◆ EXERCISE GOAL
Transcribe the stretch of entries below from the line with "Query: floral print fabric" through the line with "of the skin", exactly and with both ends included; leave out all other lines.

◆ Natural-language object grounding data
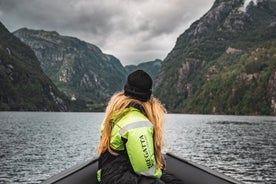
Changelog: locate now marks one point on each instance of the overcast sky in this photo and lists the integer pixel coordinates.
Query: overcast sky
(134, 31)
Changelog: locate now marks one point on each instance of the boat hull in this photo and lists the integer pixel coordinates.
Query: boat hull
(187, 171)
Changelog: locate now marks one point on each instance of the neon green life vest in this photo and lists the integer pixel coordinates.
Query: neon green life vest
(135, 127)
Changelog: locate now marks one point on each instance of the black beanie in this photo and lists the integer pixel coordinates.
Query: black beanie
(138, 85)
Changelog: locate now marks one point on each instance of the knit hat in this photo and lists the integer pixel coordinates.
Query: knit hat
(138, 85)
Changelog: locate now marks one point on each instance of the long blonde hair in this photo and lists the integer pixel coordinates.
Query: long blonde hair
(154, 111)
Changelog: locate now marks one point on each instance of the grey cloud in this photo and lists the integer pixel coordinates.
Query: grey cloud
(130, 30)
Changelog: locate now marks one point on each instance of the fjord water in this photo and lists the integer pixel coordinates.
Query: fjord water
(37, 145)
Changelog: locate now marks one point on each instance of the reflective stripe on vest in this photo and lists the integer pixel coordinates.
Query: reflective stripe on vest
(139, 124)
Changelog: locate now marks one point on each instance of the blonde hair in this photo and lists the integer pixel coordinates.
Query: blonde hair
(154, 111)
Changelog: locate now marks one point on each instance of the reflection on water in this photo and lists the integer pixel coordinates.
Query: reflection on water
(34, 146)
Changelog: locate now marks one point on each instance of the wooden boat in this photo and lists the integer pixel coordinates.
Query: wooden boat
(189, 172)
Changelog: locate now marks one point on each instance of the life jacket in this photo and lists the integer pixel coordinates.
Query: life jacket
(132, 135)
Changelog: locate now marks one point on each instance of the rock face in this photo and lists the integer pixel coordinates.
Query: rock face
(24, 86)
(231, 40)
(79, 69)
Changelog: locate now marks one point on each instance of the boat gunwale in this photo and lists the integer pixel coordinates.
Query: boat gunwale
(206, 169)
(70, 171)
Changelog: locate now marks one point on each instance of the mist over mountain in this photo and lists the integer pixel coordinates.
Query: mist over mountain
(24, 86)
(224, 63)
(79, 69)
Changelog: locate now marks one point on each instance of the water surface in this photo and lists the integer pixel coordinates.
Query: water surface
(36, 145)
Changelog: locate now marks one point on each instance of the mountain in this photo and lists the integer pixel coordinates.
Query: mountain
(24, 86)
(79, 69)
(151, 67)
(224, 63)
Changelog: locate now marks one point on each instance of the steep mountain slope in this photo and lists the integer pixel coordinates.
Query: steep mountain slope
(224, 63)
(78, 68)
(24, 86)
(151, 67)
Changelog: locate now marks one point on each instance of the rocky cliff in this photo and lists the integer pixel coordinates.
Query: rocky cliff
(224, 63)
(79, 69)
(24, 86)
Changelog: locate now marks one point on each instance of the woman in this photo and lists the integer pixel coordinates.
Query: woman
(131, 135)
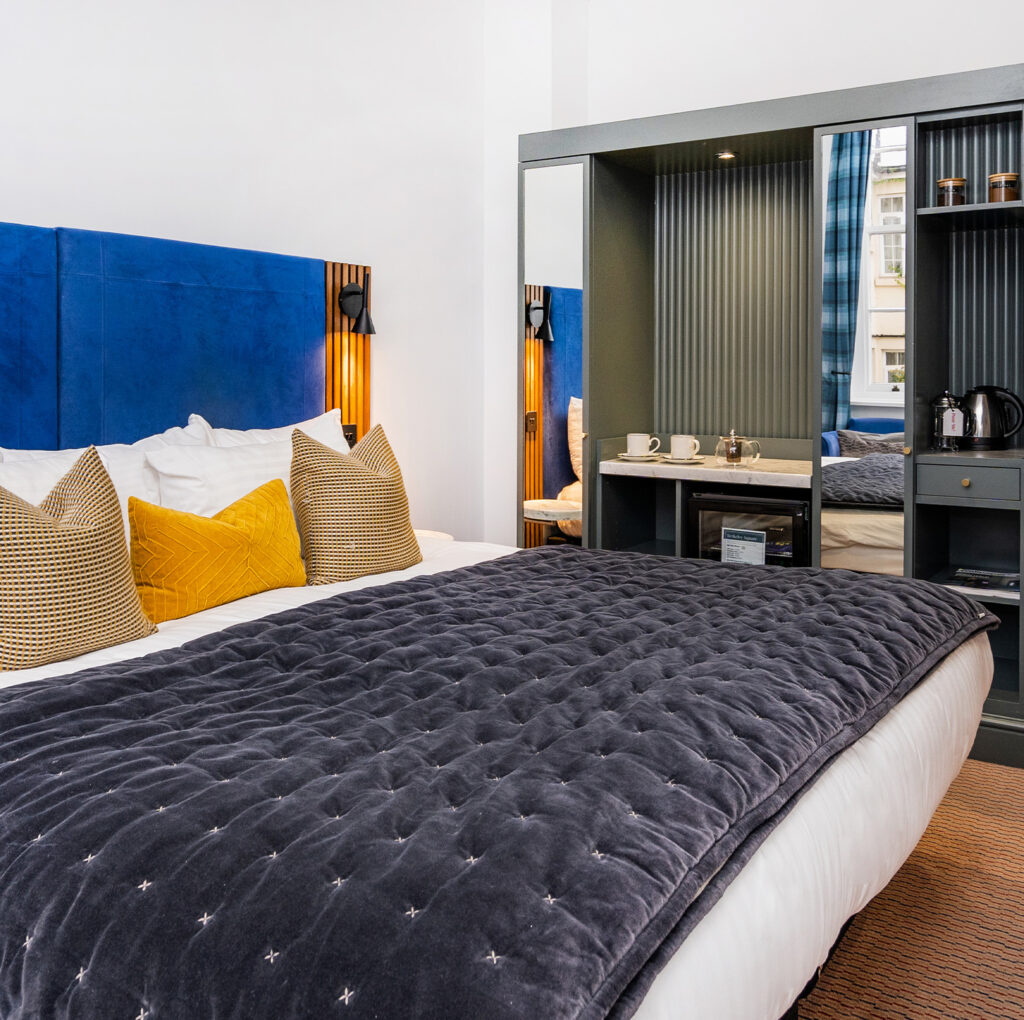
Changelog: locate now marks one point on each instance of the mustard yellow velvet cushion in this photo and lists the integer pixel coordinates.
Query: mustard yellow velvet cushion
(183, 562)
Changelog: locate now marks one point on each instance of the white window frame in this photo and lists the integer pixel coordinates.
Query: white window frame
(889, 230)
(862, 390)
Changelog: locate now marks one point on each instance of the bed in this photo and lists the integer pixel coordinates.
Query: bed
(494, 783)
(862, 513)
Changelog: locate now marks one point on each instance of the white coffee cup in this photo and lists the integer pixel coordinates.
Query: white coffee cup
(684, 448)
(641, 443)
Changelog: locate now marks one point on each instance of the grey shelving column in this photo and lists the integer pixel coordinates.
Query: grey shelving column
(967, 508)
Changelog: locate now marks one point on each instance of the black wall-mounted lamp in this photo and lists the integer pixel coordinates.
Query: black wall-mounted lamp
(354, 302)
(539, 315)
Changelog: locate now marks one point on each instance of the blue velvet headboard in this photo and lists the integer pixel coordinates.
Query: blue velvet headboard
(138, 332)
(28, 337)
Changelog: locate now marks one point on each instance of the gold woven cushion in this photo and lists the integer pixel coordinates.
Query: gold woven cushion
(184, 562)
(66, 581)
(352, 510)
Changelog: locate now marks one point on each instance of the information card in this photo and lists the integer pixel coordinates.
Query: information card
(739, 546)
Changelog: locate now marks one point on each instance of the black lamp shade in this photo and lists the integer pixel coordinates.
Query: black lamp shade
(354, 302)
(364, 324)
(544, 330)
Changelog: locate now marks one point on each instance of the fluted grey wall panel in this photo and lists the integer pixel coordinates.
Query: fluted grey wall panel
(732, 342)
(986, 308)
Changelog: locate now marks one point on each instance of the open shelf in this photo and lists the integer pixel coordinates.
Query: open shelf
(983, 595)
(972, 144)
(979, 215)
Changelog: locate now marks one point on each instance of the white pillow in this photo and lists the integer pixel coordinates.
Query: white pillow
(205, 479)
(190, 435)
(33, 479)
(326, 428)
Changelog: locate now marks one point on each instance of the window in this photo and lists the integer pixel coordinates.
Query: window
(879, 366)
(891, 214)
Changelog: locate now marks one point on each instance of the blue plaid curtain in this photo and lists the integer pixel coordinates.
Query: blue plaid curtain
(841, 283)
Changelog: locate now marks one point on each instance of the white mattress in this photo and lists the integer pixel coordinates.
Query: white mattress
(755, 950)
(879, 528)
(868, 559)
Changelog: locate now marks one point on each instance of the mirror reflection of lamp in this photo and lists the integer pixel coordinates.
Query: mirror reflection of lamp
(539, 316)
(354, 302)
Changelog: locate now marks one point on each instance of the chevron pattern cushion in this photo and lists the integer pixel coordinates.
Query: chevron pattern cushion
(184, 562)
(352, 509)
(66, 581)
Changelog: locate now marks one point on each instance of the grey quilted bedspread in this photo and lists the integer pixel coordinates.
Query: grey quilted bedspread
(508, 791)
(876, 479)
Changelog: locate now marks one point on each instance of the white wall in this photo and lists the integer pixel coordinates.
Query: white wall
(665, 56)
(386, 133)
(553, 225)
(343, 131)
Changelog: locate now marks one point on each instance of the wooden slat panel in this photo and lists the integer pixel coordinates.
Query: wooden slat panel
(532, 487)
(347, 353)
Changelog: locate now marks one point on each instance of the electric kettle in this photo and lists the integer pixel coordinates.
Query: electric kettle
(996, 415)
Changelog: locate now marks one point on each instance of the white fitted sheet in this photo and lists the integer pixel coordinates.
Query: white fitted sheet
(751, 957)
(881, 528)
(755, 950)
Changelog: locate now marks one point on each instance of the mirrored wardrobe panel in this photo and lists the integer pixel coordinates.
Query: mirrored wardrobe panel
(551, 440)
(863, 180)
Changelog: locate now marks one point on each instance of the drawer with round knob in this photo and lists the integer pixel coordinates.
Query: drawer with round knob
(973, 482)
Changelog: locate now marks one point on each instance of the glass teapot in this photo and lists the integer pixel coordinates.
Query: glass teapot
(736, 451)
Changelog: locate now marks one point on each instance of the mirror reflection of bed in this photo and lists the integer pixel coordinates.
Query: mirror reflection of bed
(862, 497)
(863, 200)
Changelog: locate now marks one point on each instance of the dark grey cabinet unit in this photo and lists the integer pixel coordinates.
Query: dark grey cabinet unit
(702, 311)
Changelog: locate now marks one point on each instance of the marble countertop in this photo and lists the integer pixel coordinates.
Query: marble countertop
(788, 474)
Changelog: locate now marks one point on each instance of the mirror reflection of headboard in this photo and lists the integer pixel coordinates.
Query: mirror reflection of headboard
(107, 337)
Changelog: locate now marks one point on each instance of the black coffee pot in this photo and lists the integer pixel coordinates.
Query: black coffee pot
(945, 435)
(996, 415)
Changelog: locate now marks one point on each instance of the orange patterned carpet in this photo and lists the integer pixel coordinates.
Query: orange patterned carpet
(945, 939)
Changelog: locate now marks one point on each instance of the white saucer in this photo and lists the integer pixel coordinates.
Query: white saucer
(639, 457)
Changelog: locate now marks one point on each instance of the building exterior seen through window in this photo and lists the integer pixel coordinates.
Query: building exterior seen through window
(879, 365)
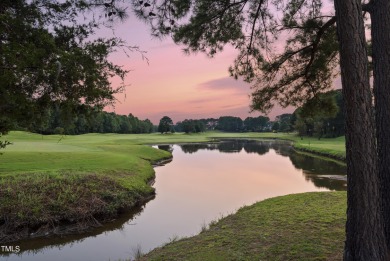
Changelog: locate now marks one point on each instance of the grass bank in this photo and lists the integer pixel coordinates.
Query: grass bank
(309, 226)
(47, 181)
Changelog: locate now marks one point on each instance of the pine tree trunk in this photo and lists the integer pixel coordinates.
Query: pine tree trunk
(380, 32)
(365, 239)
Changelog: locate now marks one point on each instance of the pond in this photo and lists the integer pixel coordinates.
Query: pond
(202, 183)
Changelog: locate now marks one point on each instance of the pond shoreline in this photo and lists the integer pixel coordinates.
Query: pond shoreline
(84, 224)
(78, 225)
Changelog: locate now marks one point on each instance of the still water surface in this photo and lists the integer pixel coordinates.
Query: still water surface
(202, 183)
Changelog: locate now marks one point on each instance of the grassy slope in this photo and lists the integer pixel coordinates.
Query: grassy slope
(48, 179)
(307, 226)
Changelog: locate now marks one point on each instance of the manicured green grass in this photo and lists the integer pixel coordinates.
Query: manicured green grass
(55, 179)
(307, 226)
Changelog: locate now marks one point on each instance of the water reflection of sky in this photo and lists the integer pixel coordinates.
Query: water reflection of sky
(202, 183)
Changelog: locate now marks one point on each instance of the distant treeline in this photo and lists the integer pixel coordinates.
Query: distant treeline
(322, 116)
(89, 120)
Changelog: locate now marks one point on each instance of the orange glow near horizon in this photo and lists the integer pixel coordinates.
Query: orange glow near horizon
(175, 84)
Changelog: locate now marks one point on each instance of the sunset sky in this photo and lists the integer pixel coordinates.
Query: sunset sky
(175, 84)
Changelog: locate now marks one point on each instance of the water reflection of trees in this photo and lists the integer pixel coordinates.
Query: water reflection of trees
(316, 170)
(165, 147)
(41, 244)
(319, 171)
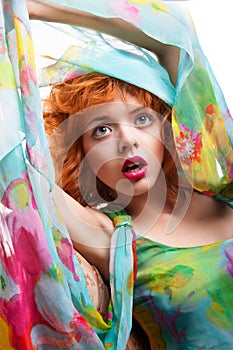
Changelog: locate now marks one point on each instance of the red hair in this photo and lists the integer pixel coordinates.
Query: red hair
(73, 96)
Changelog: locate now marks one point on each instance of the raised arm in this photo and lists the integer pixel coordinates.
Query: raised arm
(168, 55)
(89, 229)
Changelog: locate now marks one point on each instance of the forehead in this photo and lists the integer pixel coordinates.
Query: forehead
(116, 108)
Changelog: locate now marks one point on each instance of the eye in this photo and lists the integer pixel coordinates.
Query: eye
(143, 120)
(101, 131)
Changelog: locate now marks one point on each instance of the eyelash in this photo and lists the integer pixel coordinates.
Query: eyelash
(147, 116)
(95, 130)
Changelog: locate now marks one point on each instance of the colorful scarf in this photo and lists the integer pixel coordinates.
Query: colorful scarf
(44, 301)
(202, 124)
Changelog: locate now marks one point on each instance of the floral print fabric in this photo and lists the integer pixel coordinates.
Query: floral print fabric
(44, 300)
(185, 302)
(202, 124)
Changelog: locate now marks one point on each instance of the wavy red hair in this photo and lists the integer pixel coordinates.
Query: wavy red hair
(69, 98)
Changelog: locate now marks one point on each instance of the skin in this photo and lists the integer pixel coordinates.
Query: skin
(167, 55)
(198, 219)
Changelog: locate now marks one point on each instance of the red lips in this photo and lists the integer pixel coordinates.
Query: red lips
(134, 168)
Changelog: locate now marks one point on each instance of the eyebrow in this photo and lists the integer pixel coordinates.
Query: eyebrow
(97, 120)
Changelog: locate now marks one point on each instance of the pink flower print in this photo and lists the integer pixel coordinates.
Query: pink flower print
(27, 75)
(126, 10)
(189, 145)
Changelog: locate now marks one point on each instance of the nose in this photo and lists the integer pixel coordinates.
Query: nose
(127, 140)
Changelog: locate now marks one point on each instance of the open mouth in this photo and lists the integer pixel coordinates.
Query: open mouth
(134, 168)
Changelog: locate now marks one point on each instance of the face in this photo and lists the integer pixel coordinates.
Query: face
(123, 145)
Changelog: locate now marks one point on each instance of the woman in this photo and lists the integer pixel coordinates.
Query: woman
(125, 136)
(202, 130)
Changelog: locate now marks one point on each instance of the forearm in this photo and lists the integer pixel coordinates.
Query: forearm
(167, 55)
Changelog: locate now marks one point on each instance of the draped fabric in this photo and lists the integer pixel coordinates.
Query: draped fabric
(44, 301)
(202, 124)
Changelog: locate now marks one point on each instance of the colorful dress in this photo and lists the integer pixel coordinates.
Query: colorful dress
(183, 296)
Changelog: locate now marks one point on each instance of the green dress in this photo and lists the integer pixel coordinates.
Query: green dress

◆ THE COMPLETED TASK
Query: floral print fabric
(44, 300)
(185, 302)
(202, 124)
Changelog: locate now marks one point on each instance of the wavy red hair in this photo and lists the integer pixel coordinates.
Query: wavy red hair
(69, 98)
Changelog: locate now marks one point on each instance of the skin in this photo and lists the integer pixel coordinates.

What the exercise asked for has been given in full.